■ CONSIGNE
Mettez dans un tableau Markdown tout ce qui va du début des entrées jusqu'à la ligne contenant "75L362 74L361 69L357", celle-ci comprise, avec une colonne Num pour le numéro de rangée et une colonne Contenu pour la ligne. Omettez les lignes vides et les images.

■ ENTRÉES
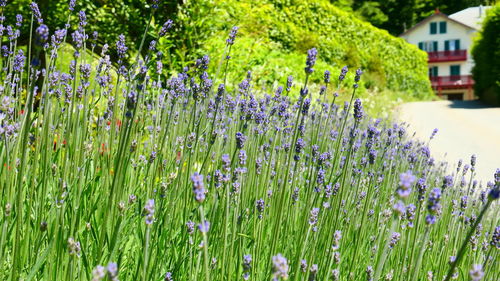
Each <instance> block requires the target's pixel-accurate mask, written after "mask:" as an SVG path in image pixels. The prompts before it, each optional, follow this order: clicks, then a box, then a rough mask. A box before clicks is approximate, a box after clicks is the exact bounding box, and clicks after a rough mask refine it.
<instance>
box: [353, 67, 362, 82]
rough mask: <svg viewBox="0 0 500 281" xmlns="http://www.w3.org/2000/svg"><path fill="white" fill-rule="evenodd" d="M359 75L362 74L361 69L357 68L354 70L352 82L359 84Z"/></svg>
mask: <svg viewBox="0 0 500 281" xmlns="http://www.w3.org/2000/svg"><path fill="white" fill-rule="evenodd" d="M361 74H363V71H362V70H361V68H358V69H356V75H355V76H354V82H356V83H357V82H359V80H360V79H361Z"/></svg>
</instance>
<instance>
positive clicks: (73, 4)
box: [69, 0, 76, 11]
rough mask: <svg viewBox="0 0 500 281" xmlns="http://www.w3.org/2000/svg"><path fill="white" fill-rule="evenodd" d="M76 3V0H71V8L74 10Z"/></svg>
mask: <svg viewBox="0 0 500 281" xmlns="http://www.w3.org/2000/svg"><path fill="white" fill-rule="evenodd" d="M75 5H76V0H69V10H70V11H74V10H75Z"/></svg>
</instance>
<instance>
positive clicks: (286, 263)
mask: <svg viewBox="0 0 500 281" xmlns="http://www.w3.org/2000/svg"><path fill="white" fill-rule="evenodd" d="M272 262H273V281H274V280H279V279H283V280H286V279H288V269H289V268H288V260H287V259H286V258H285V257H283V256H282V255H281V254H278V255H276V256H273V259H272Z"/></svg>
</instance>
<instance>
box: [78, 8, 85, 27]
mask: <svg viewBox="0 0 500 281" xmlns="http://www.w3.org/2000/svg"><path fill="white" fill-rule="evenodd" d="M78 16H79V17H80V22H79V25H80V26H81V27H85V26H86V25H87V15H86V14H85V11H83V10H82V11H80V12H78Z"/></svg>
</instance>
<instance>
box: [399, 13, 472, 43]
mask: <svg viewBox="0 0 500 281" xmlns="http://www.w3.org/2000/svg"><path fill="white" fill-rule="evenodd" d="M475 8H477V7H475ZM468 9H470V8H468ZM465 10H467V9H465ZM465 10H463V11H465ZM463 11H460V12H457V13H455V14H454V15H456V14H459V13H461V12H463ZM435 17H444V18H445V19H447V20H449V21H452V22H455V23H457V24H459V25H462V26H464V27H466V28H469V29H475V30H477V29H478V28H476V27H474V26H472V25H468V24H466V23H464V22H462V21H459V20H457V18H462V16H460V15H458V16H455V17H454V18H452V17H449V16H447V15H446V14H443V13H441V12H439V10H436V12H435V13H434V14H432V15H430V16H428V17H426V18H425V19H423V20H421V21H420V22H419V23H417V24H415V25H414V26H412V27H411V28H410V29H408V30H406V31H405V32H403V33H401V34H400V35H399V37H401V36H404V35H406V34H408V33H410V32H412V31H413V30H415V29H416V28H417V27H419V26H421V25H424V24H426V23H427V22H429V21H430V20H432V19H433V18H435Z"/></svg>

■ RÉPONSE
| Num | Contenu |
|---|---|
| 1 | Each <instance> block requires the target's pixel-accurate mask, written after "mask:" as an SVG path in image pixels. The prompts before it, each optional, follow this order: clicks, then a box, then a rough mask. A box before clicks is approximate, a box after clicks is the exact bounding box, and clicks after a rough mask refine it. |
| 2 | <instance> |
| 3 | box: [353, 67, 362, 82] |
| 4 | rough mask: <svg viewBox="0 0 500 281" xmlns="http://www.w3.org/2000/svg"><path fill="white" fill-rule="evenodd" d="M359 75L362 74L361 69L357 68L354 70L352 82L359 84Z"/></svg> |